Which lines in the records below contain the word "inspect"? Copy each one.

* Extracted data *
+--

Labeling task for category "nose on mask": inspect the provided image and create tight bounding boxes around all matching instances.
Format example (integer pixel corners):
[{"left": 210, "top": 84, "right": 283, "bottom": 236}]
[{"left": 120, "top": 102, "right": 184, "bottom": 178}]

+--

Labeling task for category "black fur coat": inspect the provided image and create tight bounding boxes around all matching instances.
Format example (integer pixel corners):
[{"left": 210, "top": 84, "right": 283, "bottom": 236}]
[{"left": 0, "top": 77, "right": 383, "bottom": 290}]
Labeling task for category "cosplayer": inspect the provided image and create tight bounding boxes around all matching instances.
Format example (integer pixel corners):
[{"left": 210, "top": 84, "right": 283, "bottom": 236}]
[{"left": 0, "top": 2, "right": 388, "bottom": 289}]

+--

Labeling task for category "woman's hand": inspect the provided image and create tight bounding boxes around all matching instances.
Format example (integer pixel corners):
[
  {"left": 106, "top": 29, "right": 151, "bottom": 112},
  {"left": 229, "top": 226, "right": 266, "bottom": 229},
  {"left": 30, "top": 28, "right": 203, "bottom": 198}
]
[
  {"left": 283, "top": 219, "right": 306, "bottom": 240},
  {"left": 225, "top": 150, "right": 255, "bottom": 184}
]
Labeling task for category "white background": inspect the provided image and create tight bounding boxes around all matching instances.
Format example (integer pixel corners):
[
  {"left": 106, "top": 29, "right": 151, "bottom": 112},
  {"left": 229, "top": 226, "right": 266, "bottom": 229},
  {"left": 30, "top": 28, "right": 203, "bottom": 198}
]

+--

* Result for this task *
Labeling task for category "nose on mask": inspect the provided image and create tight bounding boxes around all matching instances.
Labeling task for category "black fur coat": inspect the provided image and create tight bounding boxes around all matching instances.
Labeling task for category "cosplayer": inspect the provided image and create tight bounding boxes around all matching instances.
Labeling task for category "woman's hand": inspect the provided image and create tight bounding boxes around all matching instances.
Labeling task for category "white background": inspect the provided image and create tight bounding boxes around all matching instances.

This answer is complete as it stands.